Goal
Reproduce every one of the rows below verbatim, line for line. Omit the pictures from your copy.

Coordinate labeling rows:

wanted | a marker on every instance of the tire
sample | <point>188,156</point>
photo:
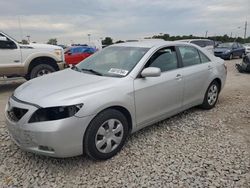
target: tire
<point>230,56</point>
<point>106,135</point>
<point>242,55</point>
<point>211,96</point>
<point>40,70</point>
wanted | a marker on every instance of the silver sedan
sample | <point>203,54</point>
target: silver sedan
<point>91,108</point>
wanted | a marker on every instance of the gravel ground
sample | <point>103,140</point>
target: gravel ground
<point>196,148</point>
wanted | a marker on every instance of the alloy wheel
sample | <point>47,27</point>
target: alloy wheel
<point>109,136</point>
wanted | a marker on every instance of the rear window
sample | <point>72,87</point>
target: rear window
<point>189,55</point>
<point>200,43</point>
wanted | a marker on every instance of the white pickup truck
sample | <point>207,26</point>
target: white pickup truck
<point>29,61</point>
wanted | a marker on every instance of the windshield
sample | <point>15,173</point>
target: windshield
<point>114,61</point>
<point>225,45</point>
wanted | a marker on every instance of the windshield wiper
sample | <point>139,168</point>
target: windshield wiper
<point>76,68</point>
<point>93,71</point>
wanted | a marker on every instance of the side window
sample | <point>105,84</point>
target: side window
<point>235,45</point>
<point>204,58</point>
<point>190,55</point>
<point>7,44</point>
<point>165,59</point>
<point>209,43</point>
<point>200,43</point>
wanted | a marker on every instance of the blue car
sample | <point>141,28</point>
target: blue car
<point>229,50</point>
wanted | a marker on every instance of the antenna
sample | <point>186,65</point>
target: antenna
<point>245,33</point>
<point>20,28</point>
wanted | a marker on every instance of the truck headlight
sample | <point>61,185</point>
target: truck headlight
<point>54,113</point>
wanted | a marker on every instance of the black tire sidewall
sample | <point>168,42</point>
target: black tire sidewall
<point>89,139</point>
<point>205,104</point>
<point>34,71</point>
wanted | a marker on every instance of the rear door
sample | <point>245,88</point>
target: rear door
<point>158,97</point>
<point>196,70</point>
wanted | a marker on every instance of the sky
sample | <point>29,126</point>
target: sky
<point>71,21</point>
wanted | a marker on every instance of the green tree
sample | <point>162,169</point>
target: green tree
<point>107,41</point>
<point>52,41</point>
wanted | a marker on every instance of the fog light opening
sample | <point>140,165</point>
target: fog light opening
<point>46,148</point>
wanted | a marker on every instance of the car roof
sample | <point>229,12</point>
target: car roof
<point>189,40</point>
<point>148,44</point>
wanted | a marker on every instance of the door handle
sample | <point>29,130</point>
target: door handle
<point>178,77</point>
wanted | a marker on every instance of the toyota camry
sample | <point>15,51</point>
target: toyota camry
<point>92,107</point>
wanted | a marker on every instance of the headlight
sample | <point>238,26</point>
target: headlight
<point>54,113</point>
<point>59,53</point>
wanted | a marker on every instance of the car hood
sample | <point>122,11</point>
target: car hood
<point>221,49</point>
<point>65,87</point>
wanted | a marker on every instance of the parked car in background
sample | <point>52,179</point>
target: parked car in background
<point>229,50</point>
<point>117,91</point>
<point>247,47</point>
<point>76,54</point>
<point>203,43</point>
<point>28,60</point>
<point>245,64</point>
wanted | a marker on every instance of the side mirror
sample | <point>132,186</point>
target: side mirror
<point>3,38</point>
<point>151,72</point>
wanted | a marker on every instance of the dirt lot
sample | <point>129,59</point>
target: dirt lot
<point>193,149</point>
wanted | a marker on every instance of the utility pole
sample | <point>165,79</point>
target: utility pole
<point>28,37</point>
<point>206,34</point>
<point>245,33</point>
<point>89,37</point>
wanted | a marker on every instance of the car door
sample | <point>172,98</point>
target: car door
<point>159,97</point>
<point>10,56</point>
<point>195,74</point>
<point>235,49</point>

Problem solution
wanted | a marker on every instance of the tire
sample | <point>188,156</point>
photo:
target: tire
<point>230,56</point>
<point>106,135</point>
<point>242,55</point>
<point>211,96</point>
<point>40,70</point>
wanted | a marker on every instance of the silver sedan
sample | <point>203,54</point>
target: silver sedan
<point>91,108</point>
wanted | a marker on every instance of the gravel ground
sample | <point>103,140</point>
target: gravel ground
<point>196,148</point>
wanted | a marker on every instance of the alloy wheel
sample | <point>47,27</point>
target: alloy wheel
<point>109,136</point>
wanted | a marker on every instance of the rear window
sample | <point>72,87</point>
target: rear window
<point>189,55</point>
<point>200,43</point>
wanted | a marker on every instance of the white pickup truck
sample | <point>207,26</point>
target: white pickup truck
<point>29,61</point>
wanted | a marker on every instance of the windshield
sample | <point>15,173</point>
target: windshield
<point>114,61</point>
<point>225,45</point>
wanted | a marker on every instance of the windshield wiper
sample | <point>139,168</point>
target: windshield wiper
<point>76,68</point>
<point>93,71</point>
wanted | a marker on every instance of the side window
sample | <point>105,84</point>
target: side window
<point>235,45</point>
<point>204,58</point>
<point>190,55</point>
<point>7,44</point>
<point>165,59</point>
<point>209,43</point>
<point>200,43</point>
wanted | a marker on every instance of the blue car
sample | <point>141,28</point>
target: blue car
<point>229,50</point>
wanted | a marker on every instance of the antenna
sample | <point>186,65</point>
target: antenna
<point>245,33</point>
<point>20,28</point>
wanted | a marker on every instance of the truck headlight
sample | <point>61,185</point>
target: truck headlight
<point>54,113</point>
wanted | a marker on every instance of the black tire sidewall
sample | <point>168,42</point>
target: black tire sidewall
<point>89,139</point>
<point>205,104</point>
<point>34,71</point>
wanted | a marker on every instance of the rear door
sample | <point>245,88</point>
target: rear door
<point>158,97</point>
<point>196,70</point>
wanted | a marker on every instance of the sky
sample | <point>29,126</point>
target: sky
<point>71,21</point>
wanted | a marker on every instance of the green tree
sample | <point>162,169</point>
target: green tree
<point>107,41</point>
<point>52,41</point>
wanted | a marker on every instance of the fog light opening
sample | <point>140,165</point>
target: fog light opening
<point>46,148</point>
wanted | a marker on every instance of the car roof
sample | <point>229,12</point>
target: car roof
<point>189,40</point>
<point>148,44</point>
wanted | a marker on every instance of the door handle
sample | <point>29,130</point>
target: door handle
<point>178,77</point>
wanted | a marker on every instance of the toyota camry
sample | <point>15,51</point>
target: toyota camry
<point>92,107</point>
wanted | a marker on every instance of the headlight
sample | <point>238,26</point>
target: headlight
<point>54,113</point>
<point>59,53</point>
wanted | a marker on every instance of the car hood
sample | <point>122,11</point>
target: car hood
<point>221,49</point>
<point>65,87</point>
wanted | a marker on every instance of the parked car in background
sample | <point>52,179</point>
target: parked car in background
<point>229,50</point>
<point>117,91</point>
<point>247,47</point>
<point>76,54</point>
<point>203,43</point>
<point>28,60</point>
<point>245,64</point>
wanted | a marker on every instance of the side mirror
sample | <point>132,186</point>
target: side mirror
<point>3,38</point>
<point>151,72</point>
wanted | a marker on every instance of the dirt lot
sample | <point>129,59</point>
target: dirt lot
<point>193,149</point>
wanted | a marker on every instance of the utility pole
sample | <point>165,79</point>
target: utility pole
<point>28,37</point>
<point>206,34</point>
<point>245,33</point>
<point>89,37</point>
wanted | a marker on every instance of the car door
sample | <point>172,98</point>
target: car door
<point>159,97</point>
<point>10,56</point>
<point>195,74</point>
<point>235,49</point>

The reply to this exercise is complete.